== TEXT EXCERPT ==

In this report we use data from the NOAA Storm Database to evaluate the health and economic consequences of different weather phenomena. The data set includes information about storms and other sever weather events such as: location, duration, injuries and fatalities, as well as damage to crops and properties. The record starts in 1950 and ends in November 2011. We first describe the process to load and clean the data. Next, a simple analysis is performed to determine which events had the greatest health and economic consequences between 1950 and 2011.
The data set is contained in a file compressed using the bzip2 algorithm to reduce its size. We begin by decompressing the file and reading it into the variable data. We use the fread function because it is faster than read.csv. You will need to install the R.utils package for the process to work correctly.
library(data.table)
data<-fread("repdata-data-StormData.csv.bz2")
sdata<-dim(data)
By examining data we can see that there are 902297observations with 37 variables each. The names of the variables are:
names(data)
## [1] "STATE__" "BGN_DATE" "BGN_TIME" "TIME_ZONE" "COUNTY"
## [6] "COUNTYNAME" "STATE" "EVTYPE" "BGN_RANGE" "BGN_AZI"
## [11] "BGN_LOCATI" "END_DATE" "END_TIME" "COUNTY_END" "COUNTYENDN"
## [16] "END_RANGE" "END_AZI" "END_LOCATI" "LENGTH" "WIDTH"
## [21] "F" "MAG" "FATALITIES" "INJURIES" "PROPDMG"
## [26] "PROPDMGEXP" "CROPDMG" "CROPDMGEXP" "WFO" "STATEOFFIC"
## [31] "ZONENAMES" "LATITUDE" "LONGITUDE" "LATITUDE_E" "LONGITUDE_"
## [36] "REMARKS" "REFNUM"

===

[PROBLEM SET]:
A. Answer these questions using the storm database report, marking each answer with the same label:
(i) In what month and year does the record end?
(ii) Which function reads the file, and which function does the report say it is faster than?
(iii) Which package must be installed for the process to work correctly?
B. List every R function called in the code lines of the storm database report.
The data after this point is separate material, unrelated to the storm database report.

== MATERIAL ==

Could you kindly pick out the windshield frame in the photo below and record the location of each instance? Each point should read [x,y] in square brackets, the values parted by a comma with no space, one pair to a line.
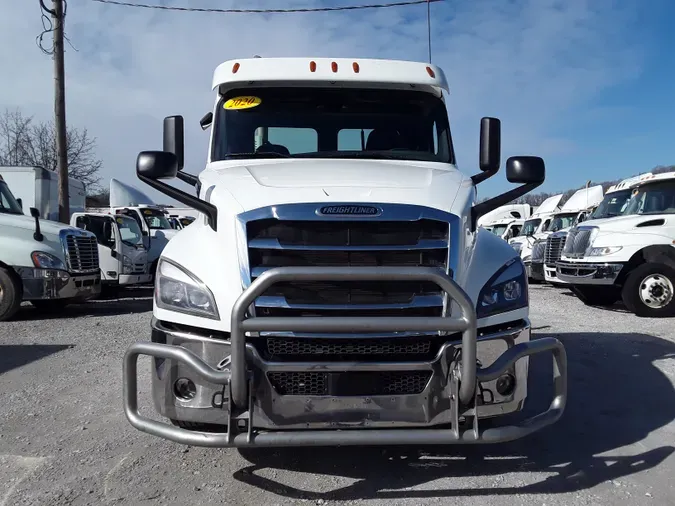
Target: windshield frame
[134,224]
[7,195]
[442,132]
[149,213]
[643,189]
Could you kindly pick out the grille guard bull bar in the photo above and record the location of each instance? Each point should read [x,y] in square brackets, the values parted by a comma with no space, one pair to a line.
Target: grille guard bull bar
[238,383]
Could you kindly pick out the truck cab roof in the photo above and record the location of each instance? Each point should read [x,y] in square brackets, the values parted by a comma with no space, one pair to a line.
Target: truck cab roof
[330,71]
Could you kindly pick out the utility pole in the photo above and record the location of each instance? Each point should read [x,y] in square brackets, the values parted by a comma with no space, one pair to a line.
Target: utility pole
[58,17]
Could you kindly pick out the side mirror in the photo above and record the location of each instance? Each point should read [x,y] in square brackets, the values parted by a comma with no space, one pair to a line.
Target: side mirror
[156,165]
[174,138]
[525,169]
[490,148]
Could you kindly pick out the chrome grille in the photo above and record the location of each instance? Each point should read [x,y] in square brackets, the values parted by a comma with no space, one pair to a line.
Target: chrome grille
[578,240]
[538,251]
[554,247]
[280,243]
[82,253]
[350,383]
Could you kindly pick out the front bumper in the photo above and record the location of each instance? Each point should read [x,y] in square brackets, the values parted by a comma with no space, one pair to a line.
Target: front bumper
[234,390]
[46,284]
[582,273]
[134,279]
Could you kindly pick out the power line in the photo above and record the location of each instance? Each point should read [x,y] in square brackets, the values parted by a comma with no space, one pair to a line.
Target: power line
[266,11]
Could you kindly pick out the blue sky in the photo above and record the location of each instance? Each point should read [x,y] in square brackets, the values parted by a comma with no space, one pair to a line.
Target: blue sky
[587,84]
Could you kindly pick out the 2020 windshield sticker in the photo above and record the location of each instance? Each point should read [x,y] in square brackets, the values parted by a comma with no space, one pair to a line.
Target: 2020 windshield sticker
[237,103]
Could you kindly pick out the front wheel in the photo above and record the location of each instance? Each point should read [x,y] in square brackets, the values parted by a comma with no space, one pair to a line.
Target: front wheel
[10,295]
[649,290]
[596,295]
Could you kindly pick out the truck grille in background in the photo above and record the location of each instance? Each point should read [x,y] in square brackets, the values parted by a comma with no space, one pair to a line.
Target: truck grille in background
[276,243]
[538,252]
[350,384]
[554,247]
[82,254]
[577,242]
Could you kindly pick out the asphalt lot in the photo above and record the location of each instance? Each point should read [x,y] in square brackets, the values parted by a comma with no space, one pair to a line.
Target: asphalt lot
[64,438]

===
== MATERIAL ==

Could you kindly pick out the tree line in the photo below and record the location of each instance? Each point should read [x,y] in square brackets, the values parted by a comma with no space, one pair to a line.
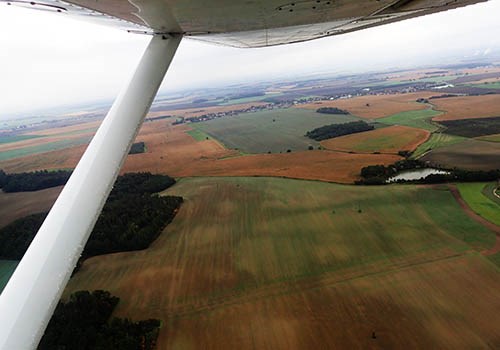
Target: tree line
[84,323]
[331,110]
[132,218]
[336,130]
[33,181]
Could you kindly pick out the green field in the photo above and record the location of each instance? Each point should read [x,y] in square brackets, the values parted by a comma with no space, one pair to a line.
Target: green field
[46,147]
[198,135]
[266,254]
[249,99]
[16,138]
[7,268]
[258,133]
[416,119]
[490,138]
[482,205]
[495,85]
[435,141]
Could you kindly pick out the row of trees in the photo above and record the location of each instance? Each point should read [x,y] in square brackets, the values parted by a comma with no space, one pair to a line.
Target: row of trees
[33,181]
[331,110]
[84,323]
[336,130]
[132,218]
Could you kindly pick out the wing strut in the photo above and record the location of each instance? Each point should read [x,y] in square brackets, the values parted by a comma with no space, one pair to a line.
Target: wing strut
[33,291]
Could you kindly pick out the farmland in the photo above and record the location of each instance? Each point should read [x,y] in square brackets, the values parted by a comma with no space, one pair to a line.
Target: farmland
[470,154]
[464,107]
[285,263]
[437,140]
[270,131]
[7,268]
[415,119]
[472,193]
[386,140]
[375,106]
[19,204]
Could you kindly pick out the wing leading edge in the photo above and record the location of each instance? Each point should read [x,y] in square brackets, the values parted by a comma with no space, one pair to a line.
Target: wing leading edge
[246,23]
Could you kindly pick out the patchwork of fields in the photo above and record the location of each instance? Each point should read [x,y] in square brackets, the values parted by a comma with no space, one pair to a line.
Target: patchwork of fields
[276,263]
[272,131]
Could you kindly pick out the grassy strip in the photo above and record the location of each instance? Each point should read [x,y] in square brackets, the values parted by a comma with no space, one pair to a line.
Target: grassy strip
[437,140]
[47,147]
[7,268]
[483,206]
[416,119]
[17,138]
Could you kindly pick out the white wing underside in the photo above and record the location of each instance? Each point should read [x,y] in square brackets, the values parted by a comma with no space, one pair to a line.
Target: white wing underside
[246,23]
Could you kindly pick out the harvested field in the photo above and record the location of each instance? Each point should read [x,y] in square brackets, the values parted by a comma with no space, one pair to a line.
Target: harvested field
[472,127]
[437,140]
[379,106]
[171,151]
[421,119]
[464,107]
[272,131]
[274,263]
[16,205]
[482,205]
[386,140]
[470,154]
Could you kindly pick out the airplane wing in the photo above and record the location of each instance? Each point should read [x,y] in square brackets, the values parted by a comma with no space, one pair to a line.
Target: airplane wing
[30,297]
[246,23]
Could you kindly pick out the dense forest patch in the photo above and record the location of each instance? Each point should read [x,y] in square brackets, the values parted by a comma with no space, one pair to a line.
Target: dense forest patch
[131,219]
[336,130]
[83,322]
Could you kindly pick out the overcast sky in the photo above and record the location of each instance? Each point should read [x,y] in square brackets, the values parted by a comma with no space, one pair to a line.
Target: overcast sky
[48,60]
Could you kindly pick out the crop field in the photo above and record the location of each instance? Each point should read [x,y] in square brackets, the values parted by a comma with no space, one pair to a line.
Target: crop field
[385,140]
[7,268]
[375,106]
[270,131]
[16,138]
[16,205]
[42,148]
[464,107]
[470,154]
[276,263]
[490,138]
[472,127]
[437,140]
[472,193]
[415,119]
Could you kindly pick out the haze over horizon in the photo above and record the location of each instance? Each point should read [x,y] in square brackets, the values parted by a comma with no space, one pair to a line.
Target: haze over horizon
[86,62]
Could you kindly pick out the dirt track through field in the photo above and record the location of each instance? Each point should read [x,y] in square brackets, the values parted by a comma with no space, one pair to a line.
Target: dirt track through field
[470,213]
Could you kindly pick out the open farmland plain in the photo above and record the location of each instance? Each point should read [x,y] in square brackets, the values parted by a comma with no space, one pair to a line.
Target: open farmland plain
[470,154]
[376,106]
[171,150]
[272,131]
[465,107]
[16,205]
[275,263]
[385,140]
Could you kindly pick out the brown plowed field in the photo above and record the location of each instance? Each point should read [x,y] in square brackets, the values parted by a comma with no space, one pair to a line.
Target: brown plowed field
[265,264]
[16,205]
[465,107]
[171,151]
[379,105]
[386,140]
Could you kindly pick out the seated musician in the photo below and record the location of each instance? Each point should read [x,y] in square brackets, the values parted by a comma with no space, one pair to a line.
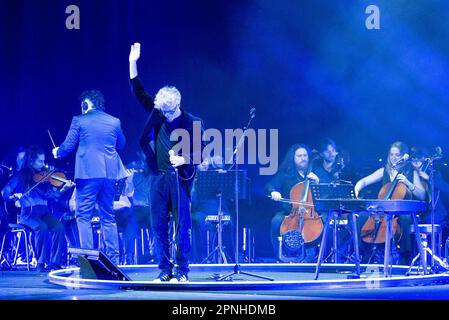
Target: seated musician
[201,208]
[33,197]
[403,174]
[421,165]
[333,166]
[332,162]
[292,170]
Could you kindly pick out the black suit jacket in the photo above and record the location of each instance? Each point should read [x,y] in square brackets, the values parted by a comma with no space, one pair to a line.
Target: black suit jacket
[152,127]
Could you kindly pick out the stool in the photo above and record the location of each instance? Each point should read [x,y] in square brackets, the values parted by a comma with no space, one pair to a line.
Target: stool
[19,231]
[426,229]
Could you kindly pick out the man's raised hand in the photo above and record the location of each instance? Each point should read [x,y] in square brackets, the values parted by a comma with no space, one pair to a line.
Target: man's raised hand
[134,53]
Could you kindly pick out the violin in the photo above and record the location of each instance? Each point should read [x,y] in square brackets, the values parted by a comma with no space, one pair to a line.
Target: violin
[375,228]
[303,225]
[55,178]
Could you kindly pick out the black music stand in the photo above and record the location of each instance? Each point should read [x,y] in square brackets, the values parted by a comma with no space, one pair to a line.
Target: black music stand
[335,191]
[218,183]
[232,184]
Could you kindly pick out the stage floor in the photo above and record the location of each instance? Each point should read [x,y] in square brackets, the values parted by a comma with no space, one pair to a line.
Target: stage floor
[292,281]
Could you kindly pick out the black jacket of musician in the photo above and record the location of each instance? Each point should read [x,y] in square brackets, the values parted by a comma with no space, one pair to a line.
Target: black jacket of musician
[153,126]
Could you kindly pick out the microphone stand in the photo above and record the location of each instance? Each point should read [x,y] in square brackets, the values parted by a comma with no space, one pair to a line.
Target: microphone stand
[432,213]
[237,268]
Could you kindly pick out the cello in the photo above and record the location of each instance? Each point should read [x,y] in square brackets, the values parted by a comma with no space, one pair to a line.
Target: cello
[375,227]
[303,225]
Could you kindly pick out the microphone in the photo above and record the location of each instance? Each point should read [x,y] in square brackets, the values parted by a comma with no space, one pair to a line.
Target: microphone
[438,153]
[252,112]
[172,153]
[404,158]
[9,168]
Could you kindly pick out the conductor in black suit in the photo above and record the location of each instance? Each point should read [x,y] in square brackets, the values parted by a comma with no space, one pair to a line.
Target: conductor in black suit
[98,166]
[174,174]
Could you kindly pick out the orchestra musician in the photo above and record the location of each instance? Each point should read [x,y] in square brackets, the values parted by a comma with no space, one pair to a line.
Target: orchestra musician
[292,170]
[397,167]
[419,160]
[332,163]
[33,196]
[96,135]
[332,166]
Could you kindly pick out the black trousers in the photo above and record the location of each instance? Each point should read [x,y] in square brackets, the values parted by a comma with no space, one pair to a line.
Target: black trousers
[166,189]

===

[TASK ANSWERS]:
A.
(i) November 2011
(ii) fread; read.csv
(iii) R.utils

B. library, fread, dim, names